• Perintah Tugas
Jawablah pertanyaan berikut berdasarkan teks tentang pertemuan Al Auza'i dan Abu Hanifah.
(a) Di kota mana Al Auza'i bertemu dengan Abu Hanifah?
(b) Menurut riwayat yang disampaikan Abu Hanifah, kapan Rasulullah mengangkat tangan dalam shalat?
(c) Menurut Abu Hanifah, siapa yang lebih pandai dalam urusan fiqih, Hammad atau Az Zuhri?

• Blok Teks
################

Pada suatu hari Al Auza’i bertemu dengan Abu Hanifah di Mekkah, kemudian Al Auza’i bertanya kepada Abu Hanifah :
Al Auza’i : “Mengapa tuan tidak mengangkat tangan ketika ruku’ dan I’tidal ?”
Abu Hanifah : “Karena tidak ada hadits yang shahih dari Rasul”.
Al
Auza’i : “Az Zuhri telah meriwayatkan kepada saya dari Salim, dari
ayahnya Abdullah bin Umar, dari Rasulullah SAW, bahwasanya Nabi ada
mengangkat tangan saat memulai shalat, saat ruku’ dan ketika I’tidal”.
Abu
Hanifah : “Telah diriwayatkan kepada kami oleh Hammad bin Sulaiman
dari Alqamah dari Al Aswad dari Ibnu Mas’ud bahwa Rasulullah tidak
mengangkat tangan selain dari saat memulai shalat saja”.
Al Auza’i : “Saya kemukakan penilaian tentang Az Zuhri dan anda kemukakan penilaian tentang Hammad”.
Abu
Hanifah : “Hammad lebih pandai dalam urusan fiqih daripada Az Zuhri.
Ibrahim lebih pandai dari Salim, Alqamah tidak kurang derajadnya
daripada Abdullah, walaupun seorang Shahabi”.

################

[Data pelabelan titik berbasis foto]
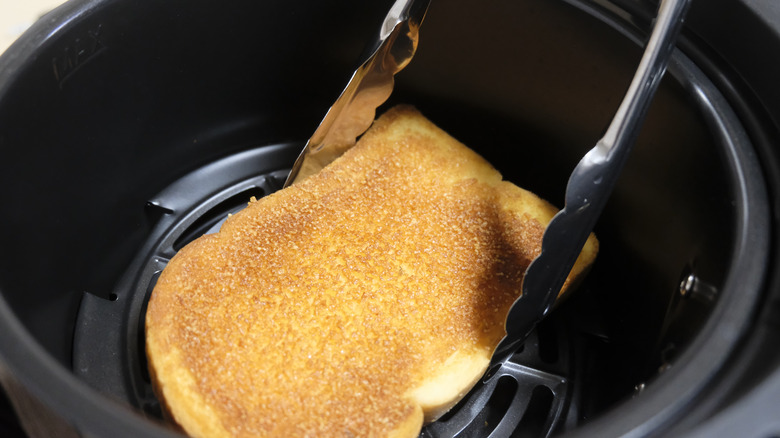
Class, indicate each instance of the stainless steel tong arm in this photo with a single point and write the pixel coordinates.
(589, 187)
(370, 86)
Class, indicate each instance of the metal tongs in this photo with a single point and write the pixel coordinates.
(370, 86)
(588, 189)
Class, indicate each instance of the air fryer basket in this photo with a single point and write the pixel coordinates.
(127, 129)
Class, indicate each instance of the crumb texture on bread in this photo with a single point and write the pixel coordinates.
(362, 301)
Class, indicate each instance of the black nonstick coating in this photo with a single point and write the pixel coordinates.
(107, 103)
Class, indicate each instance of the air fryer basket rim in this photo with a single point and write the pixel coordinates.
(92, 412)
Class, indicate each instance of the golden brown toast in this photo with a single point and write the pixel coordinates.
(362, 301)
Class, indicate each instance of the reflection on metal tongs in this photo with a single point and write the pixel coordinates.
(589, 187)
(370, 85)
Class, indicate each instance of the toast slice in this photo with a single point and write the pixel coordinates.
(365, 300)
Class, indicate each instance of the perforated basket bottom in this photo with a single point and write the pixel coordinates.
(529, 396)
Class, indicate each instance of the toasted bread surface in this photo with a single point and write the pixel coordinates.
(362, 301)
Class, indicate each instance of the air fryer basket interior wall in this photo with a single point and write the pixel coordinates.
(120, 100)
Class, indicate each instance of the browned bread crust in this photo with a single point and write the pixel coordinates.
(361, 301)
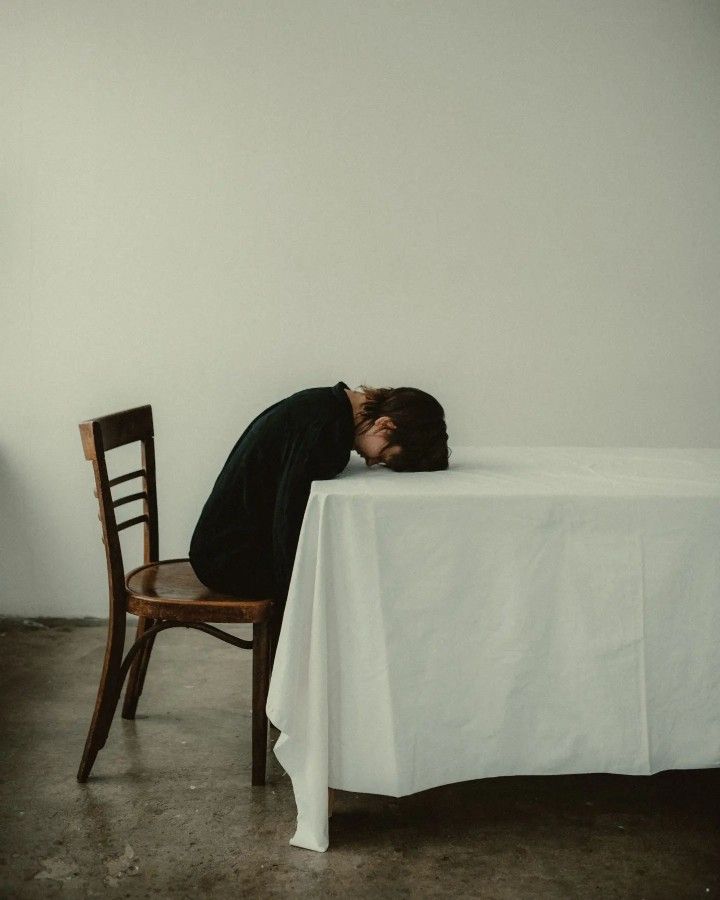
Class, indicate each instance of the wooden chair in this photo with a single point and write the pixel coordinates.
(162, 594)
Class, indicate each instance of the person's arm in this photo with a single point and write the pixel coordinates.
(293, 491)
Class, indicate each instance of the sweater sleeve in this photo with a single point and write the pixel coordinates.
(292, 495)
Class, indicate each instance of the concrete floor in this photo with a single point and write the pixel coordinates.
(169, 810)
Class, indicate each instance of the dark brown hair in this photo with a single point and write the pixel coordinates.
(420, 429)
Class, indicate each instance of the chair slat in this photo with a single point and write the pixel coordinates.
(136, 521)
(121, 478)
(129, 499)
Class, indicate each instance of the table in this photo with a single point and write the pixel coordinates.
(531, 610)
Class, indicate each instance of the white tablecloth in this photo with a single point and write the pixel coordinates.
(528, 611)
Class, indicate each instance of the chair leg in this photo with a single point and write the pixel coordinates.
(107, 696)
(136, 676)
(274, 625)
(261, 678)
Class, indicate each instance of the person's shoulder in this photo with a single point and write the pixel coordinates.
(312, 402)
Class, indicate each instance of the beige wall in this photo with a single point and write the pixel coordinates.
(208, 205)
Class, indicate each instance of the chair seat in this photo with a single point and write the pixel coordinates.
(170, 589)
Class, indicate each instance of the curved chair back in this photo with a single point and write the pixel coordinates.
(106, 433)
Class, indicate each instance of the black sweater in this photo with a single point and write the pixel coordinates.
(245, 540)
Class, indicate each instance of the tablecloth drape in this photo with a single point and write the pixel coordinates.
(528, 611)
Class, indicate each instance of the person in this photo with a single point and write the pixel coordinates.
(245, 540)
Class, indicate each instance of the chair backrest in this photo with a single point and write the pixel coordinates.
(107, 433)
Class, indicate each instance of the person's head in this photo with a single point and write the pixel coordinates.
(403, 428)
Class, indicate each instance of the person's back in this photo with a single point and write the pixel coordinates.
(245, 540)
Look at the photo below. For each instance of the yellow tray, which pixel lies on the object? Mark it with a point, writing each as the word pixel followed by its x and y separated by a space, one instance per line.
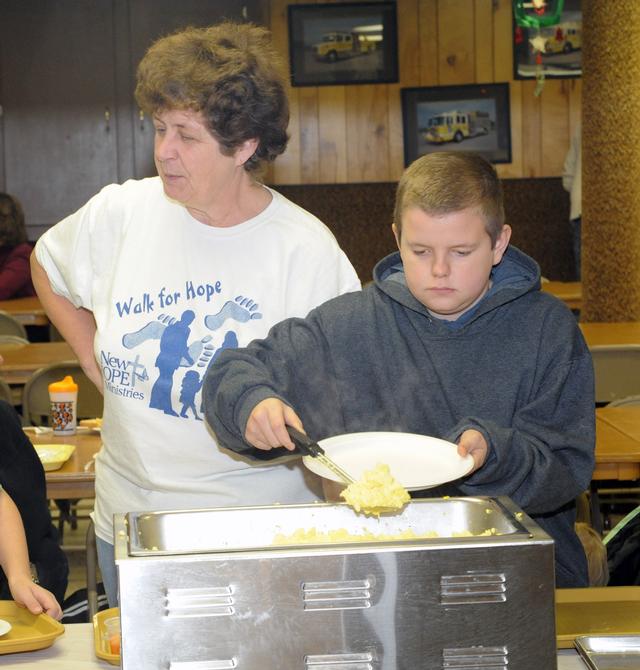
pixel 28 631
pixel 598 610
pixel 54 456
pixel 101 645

################

• Hasil Latihan
(a) Di Mekkah.
(b) Hanya saat memulai shalat.
(c) Hammad.